** Obiettivo 1 **
Estrai parola per parola l'intero articolo sulla playlist Top Tracks of 2017 di Spotify.

** Estratto del testo **
+++++

Sia chiaro, è ovvio che Spotify non sia la Bibbia della musica. E’ ‘solo’ il sito leader a livello mondiale per quel che riguarda lo streaming musicale, gratuito e a pagamento (premium). Per questo è il posto giusto per capire quali sono le tendenze musicali sul pianeta, ovvero è il posto giusto non per capire cosa ascolteremo nel 2018, cosa molto difficile da prevedere, ma per capire cosa abbiamo ascoltato in streaming del 2017. Farlo è molto facile: c’è una playlist che si chiama semplicemente Top Tracks of 2017. In poco più di 6 ore ognuno di noi può farsi un’idea personale del sound dell’anno che sta finendo.
Ascoltando bene tutto quanto più volte, viene da pensare che molti professionisti della selezione musicale questa semplice operazione non la facciano, perché molte chicche amate altrove in Italia dobbiamo scoprircele da soli, su Spotify...
Ma andiamo con ordine.
Ovviamente, per quel che riguarda questa “top 100”, parliamo di musica pop, quella più diffusa, quella che ascoltiamo un po’ tutti anche senza volerlo, dal parrucchiere, al supermercato o alla radio. Le nicchie, anche quelle in crescita, questa chart non può che ignorarle. Per quel che riguarda la musica da ballo, accanto ad un periodo di stanca, francamente benvenuto dell’EDM da salto e della ‘deep house melodica’ (genere amato ancora oggi dalle radio italiane e solo da loro, visto che in questa chart non c’è manco una traccia di questo tipo), la Top Tracks of 2017 non racconta ad esempio il boom della techno. Restando in ambito dance e dintorni, i top dj sembrano in crisi a livello musicale. Sia chiaro, i brani in classifica prodotti da dj sono ancora tanti: Calvin Harris è presente con “Slide” e un altro brano, c’è Martin Garrix, c’è Guetta con Bieber, c’è Dj Snake, ci sono Axwell & Ingrosso, c’è Marshmello… ma piacciono davvero soprattutto musicisti pop del mixer come The Chainsmokers, grandi protagonisti con tanti brani in questa top 100.

+++++

** Materiale fornito **
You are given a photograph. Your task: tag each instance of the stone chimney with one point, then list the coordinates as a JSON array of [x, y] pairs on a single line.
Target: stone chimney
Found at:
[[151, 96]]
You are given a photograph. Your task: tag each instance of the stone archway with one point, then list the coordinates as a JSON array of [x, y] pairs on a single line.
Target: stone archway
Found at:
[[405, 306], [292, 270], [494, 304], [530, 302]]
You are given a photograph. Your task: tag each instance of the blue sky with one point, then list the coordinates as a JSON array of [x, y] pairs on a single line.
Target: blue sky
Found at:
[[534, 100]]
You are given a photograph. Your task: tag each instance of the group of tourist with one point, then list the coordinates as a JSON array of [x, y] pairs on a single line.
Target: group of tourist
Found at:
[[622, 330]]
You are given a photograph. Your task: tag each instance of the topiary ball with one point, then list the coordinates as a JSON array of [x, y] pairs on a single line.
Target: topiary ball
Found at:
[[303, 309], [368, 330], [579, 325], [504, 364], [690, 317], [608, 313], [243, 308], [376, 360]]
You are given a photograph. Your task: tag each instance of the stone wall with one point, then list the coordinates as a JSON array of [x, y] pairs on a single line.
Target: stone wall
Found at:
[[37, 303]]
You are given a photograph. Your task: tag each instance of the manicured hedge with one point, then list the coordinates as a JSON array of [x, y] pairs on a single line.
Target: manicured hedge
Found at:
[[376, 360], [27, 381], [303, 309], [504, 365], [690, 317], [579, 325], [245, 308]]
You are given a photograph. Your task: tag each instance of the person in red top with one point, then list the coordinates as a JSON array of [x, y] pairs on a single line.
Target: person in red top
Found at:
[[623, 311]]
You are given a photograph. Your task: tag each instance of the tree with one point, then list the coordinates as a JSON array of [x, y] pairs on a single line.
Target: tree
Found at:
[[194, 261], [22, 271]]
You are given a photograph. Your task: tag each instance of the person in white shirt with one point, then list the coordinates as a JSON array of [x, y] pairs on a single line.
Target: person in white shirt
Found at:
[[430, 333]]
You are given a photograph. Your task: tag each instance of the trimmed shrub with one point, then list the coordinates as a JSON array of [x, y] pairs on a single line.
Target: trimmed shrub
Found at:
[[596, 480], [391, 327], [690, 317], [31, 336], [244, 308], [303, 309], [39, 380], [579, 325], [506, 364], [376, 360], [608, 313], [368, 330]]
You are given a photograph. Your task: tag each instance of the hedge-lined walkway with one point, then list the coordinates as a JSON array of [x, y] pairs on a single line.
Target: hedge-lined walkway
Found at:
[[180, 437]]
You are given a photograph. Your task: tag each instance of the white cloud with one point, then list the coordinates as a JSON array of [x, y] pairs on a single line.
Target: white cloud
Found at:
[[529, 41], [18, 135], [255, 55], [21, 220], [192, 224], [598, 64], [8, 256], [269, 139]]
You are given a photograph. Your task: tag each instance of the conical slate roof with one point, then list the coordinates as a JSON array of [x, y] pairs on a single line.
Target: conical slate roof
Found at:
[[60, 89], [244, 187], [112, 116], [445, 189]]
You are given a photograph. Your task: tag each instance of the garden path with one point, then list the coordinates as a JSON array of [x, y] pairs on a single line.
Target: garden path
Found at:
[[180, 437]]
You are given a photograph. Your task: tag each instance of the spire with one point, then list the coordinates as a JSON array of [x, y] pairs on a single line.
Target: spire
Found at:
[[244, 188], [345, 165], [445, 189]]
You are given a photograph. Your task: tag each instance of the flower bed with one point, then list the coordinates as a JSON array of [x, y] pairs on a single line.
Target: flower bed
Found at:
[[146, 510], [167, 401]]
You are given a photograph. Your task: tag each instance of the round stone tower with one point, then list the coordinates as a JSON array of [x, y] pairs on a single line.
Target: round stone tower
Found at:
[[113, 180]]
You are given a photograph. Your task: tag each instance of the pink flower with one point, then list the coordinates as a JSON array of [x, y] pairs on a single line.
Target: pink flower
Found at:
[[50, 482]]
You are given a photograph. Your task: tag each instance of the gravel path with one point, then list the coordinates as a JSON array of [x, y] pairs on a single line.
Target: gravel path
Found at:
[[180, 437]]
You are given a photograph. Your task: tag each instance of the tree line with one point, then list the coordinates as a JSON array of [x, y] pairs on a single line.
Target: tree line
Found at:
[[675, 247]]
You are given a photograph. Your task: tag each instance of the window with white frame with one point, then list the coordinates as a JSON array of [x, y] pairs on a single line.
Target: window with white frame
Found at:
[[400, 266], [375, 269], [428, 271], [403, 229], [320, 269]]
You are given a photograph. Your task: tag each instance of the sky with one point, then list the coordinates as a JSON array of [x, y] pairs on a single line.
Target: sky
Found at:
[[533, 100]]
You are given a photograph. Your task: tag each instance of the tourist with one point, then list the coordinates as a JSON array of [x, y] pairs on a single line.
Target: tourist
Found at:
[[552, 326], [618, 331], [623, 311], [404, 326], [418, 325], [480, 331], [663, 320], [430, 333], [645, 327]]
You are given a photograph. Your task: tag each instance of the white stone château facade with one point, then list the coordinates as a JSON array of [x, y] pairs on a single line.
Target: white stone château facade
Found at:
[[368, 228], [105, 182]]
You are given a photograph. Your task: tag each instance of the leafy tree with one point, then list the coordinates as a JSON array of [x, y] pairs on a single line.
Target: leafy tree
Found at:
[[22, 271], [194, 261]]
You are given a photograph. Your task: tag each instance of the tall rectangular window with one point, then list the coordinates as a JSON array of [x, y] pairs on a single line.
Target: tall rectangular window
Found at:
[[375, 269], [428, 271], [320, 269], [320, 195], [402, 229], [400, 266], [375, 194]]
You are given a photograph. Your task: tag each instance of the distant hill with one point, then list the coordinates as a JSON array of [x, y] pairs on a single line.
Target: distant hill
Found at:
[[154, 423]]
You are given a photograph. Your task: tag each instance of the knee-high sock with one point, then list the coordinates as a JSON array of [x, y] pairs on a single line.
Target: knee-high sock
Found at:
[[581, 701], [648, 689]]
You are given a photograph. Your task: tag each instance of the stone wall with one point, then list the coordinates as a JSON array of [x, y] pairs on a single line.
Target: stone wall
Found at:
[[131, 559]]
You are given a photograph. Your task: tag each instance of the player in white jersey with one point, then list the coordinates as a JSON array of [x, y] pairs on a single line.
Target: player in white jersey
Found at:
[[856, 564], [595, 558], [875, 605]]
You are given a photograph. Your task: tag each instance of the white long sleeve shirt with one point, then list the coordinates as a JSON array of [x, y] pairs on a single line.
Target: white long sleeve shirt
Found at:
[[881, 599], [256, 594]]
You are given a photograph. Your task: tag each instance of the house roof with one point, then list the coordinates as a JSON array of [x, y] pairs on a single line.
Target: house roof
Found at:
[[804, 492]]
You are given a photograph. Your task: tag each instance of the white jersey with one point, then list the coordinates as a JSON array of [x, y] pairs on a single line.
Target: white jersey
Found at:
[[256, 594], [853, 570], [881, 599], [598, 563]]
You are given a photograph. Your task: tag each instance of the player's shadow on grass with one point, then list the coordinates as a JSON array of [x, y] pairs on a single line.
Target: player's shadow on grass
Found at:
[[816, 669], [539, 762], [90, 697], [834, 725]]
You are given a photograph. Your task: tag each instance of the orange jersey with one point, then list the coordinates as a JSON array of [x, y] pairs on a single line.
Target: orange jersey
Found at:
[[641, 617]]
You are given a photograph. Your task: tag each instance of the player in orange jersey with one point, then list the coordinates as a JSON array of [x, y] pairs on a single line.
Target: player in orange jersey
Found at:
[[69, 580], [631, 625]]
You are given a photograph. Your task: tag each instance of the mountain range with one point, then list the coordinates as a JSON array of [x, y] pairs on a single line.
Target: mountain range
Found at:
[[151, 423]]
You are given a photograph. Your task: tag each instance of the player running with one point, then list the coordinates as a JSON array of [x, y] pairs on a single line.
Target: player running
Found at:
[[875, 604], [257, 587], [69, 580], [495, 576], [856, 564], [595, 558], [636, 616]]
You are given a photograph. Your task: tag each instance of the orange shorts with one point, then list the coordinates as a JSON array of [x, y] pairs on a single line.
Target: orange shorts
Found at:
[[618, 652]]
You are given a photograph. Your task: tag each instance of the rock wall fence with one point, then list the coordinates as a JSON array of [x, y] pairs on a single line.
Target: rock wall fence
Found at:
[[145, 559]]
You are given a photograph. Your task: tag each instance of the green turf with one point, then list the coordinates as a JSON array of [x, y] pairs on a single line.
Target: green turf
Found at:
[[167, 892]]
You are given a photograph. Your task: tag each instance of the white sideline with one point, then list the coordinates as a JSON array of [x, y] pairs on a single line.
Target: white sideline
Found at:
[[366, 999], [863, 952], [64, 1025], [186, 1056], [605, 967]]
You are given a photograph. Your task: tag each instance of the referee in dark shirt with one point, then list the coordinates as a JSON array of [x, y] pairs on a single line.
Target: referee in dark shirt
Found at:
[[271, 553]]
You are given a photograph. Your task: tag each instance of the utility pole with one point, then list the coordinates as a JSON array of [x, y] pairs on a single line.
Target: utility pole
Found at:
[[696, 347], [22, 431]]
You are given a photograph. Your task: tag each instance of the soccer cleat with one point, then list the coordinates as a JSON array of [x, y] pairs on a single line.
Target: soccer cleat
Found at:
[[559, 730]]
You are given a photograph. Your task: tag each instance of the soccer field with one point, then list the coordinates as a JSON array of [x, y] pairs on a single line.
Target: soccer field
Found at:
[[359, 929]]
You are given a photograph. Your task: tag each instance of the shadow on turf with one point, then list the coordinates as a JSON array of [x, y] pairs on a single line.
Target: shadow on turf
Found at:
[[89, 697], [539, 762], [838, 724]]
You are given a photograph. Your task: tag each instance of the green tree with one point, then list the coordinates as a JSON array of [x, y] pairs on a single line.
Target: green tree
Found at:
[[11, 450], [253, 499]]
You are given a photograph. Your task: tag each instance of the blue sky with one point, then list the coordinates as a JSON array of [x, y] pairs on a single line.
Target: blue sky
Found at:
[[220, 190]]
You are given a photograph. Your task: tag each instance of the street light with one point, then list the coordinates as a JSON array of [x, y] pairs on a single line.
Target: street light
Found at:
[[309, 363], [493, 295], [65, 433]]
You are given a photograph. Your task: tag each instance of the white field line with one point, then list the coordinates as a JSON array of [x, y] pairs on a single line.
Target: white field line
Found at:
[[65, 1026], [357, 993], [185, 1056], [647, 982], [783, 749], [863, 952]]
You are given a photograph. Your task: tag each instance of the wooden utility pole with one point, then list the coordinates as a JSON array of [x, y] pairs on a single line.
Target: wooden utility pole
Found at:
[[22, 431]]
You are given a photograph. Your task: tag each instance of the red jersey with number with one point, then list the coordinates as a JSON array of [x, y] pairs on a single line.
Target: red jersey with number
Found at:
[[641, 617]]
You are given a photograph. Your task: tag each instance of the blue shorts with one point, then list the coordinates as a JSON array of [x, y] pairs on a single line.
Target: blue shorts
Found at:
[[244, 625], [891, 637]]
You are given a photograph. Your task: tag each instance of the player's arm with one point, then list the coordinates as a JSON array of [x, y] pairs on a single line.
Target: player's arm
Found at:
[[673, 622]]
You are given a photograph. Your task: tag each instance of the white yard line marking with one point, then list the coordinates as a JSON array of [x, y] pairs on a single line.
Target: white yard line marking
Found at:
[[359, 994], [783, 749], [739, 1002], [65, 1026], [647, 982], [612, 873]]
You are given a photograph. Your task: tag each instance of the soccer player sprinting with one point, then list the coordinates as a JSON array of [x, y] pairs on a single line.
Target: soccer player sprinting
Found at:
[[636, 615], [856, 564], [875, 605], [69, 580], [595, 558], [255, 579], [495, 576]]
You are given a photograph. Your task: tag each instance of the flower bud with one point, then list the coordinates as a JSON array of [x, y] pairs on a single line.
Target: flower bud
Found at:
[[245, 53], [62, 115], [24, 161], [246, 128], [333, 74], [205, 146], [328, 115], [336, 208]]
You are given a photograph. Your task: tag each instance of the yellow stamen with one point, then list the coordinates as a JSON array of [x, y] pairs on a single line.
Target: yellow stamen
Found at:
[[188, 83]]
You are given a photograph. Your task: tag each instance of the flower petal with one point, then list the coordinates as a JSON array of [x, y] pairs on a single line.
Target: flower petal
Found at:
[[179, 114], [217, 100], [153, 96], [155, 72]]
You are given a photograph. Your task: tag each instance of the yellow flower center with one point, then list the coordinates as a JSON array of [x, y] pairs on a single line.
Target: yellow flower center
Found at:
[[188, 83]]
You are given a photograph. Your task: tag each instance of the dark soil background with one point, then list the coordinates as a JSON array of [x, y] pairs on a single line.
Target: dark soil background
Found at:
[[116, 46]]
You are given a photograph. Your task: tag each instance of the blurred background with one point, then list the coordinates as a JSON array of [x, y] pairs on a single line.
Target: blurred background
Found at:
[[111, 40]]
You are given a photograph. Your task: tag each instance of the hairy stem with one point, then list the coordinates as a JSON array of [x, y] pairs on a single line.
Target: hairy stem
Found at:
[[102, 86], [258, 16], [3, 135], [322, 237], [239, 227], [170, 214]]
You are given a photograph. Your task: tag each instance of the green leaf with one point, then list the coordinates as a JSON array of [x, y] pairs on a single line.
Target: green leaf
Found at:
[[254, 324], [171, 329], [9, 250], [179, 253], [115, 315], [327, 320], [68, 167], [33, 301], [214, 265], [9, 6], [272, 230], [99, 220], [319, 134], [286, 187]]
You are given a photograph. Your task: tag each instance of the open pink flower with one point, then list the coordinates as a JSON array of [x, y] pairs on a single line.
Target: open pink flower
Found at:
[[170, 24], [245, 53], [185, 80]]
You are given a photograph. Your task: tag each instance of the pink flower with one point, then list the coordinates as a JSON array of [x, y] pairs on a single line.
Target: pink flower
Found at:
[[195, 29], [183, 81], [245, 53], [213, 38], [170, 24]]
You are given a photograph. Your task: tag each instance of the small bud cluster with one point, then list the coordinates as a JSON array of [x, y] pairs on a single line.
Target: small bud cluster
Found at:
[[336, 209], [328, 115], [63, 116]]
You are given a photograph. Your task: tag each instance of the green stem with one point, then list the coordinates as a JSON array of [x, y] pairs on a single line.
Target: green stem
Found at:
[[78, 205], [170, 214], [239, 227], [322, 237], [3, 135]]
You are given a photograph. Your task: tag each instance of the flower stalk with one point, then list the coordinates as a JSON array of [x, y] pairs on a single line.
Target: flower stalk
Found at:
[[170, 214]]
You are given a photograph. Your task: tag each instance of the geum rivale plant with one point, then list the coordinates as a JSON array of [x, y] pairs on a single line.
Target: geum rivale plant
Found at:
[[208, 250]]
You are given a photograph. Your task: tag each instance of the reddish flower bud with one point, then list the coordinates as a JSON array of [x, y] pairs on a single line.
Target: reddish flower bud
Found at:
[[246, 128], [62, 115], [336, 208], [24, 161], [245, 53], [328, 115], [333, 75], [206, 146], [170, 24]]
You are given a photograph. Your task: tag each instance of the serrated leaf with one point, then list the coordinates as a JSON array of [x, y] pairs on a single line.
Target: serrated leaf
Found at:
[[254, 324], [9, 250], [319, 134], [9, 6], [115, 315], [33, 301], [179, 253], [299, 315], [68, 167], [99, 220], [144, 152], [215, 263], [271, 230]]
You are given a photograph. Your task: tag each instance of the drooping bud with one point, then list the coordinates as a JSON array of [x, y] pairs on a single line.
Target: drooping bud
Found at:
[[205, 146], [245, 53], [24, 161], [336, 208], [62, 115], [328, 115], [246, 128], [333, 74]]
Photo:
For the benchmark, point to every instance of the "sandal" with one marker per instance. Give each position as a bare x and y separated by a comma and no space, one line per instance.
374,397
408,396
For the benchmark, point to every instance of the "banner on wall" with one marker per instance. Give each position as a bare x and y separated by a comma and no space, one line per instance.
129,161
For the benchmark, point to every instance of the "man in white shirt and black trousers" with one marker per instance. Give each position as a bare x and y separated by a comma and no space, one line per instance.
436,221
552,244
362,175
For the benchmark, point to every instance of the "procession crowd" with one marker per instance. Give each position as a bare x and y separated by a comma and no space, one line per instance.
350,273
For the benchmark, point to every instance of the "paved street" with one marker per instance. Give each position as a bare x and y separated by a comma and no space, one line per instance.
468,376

+++++

** Obiettivo 2 **
Prendi la parte delle righe che va dall'inizio fino alla riga che contiene "325], [245, 308]]", entrambe comprese, e riscrivila tutta, richieste incluse. Aggiungi -136 a ogni coordinata delle risposte e lascia invariati i numeri delle richieste.

** Soluzione svolta 1 **
Sia chiaro, è ovvio che Spotify non sia la Bibbia della musica. E’ ‘solo’ il sito leader a livello mondiale per quel che riguarda lo streaming musicale, gratuito e a pagamento (premium). Per questo è il posto giusto per capire quali sono le tendenze musicali sul pianeta, ovvero è il posto giusto non per capire cosa ascolteremo nel 2018, cosa molto difficile da prevedere, ma per capire cosa abbiamo ascoltato in streaming del 2017. Farlo è molto facile: c’è una playlist che si chiama semplicemente Top Tracks of 2017. In poco più di 6 ore ognuno di noi può farsi un’idea personale del sound dell’anno che sta finendo.
Ascoltando bene tutto quanto più volte, viene da pensare che molti professionisti della selezione musicale questa semplice operazione non la facciano, perché molte chicche amate altrove in Italia dobbiamo scoprircele da soli, su Spotify...
Ma andiamo con ordine.
Ovviamente, per quel che riguarda questa “top 100”, parliamo di musica pop, quella più diffusa, quella che ascoltiamo un po’ tutti anche senza volerlo, dal parrucchiere, al supermercato o alla radio. Le nicchie, anche quelle in crescita, questa chart non può che ignorarle. Per quel che riguarda la musica da ballo, accanto ad un periodo di stanca, francamente benvenuto dell’EDM da salto e della ‘deep house melodica’ (genere amato ancora oggi dalle radio italiane e solo da loro, visto che in questa chart non c’è manco una traccia di questo tipo), la Top Tracks of 2017 non racconta ad esempio il boom della techno. Restando in ambito dance e dintorni, i top dj sembrano in crisi a livello musicale. Sia chiaro, i brani in classifica prodotti da dj sono ancora tanti: Calvin Harris è presente con “Slide” e un altro brano, c’è Martin Garrix, c’è Guetta con Bieber, c’è Dj Snake, ci sono Axwell & Ingrosso, c’è Marshmello… ma piacciono davvero soprattutto musicisti pop del mixer come The Chainsmokers, grandi protagonisti con tanti brani in questa top 100.

** Soluzione svolta 2 **
You are given a photograph. Your task: tag each instance of the stone chimney with one point, then list the coordinates as a JSON array of [x, y] pairs on a single line.
Target: stone chimney
Found at:
[[15, -40]]
You are given a photograph. Your task: tag each instance of the stone archway with one point, then list the coordinates as a JSON array of [x, y] pairs on a single line.
Target: stone archway
Found at:
[[269, 170], [156, 134], [358, 168], [394, 166]]
You are given a photograph. Your task: tag each instance of the blue sky with one point, then list the coordinates as a JSON array of [x, y] pairs on a single line.
Target: blue sky
Found at:
[[398, -36]]
You are given a photograph. Your task: tag each instance of the group of tourist with one point, then list the coordinates as a JSON array of [x, y] pairs on a single line.
Target: group of tourist
Found at:
[[486, 194]]
You are given a photograph. Your task: tag each instance of the topiary ball with one point, then list the coordinates as a JSON array of [x, y] pairs on a single line.
Target: topiary ball
Found at:
[[167, 173], [232, 194], [443, 189], [368, 228], [554, 181], [472, 177], [107, 172], [240, 224]]
You are given a photograph. Your task: tag each instance of the stone wall with one point, then list the coordinates as a JSON array of [x, y] pairs on a single line.
Target: stone wall
Found at:
[[-99, 167]]
You are given a photograph. Your task: tag each instance of the manicured hedge with one point, then list the coordinates as a JSON array of [x, y] pairs on a single line.
Target: manicured hedge
Found at:
[[240, 224], [-109, 245], [167, 173], [368, 229], [554, 181], [443, 189], [109, 172]]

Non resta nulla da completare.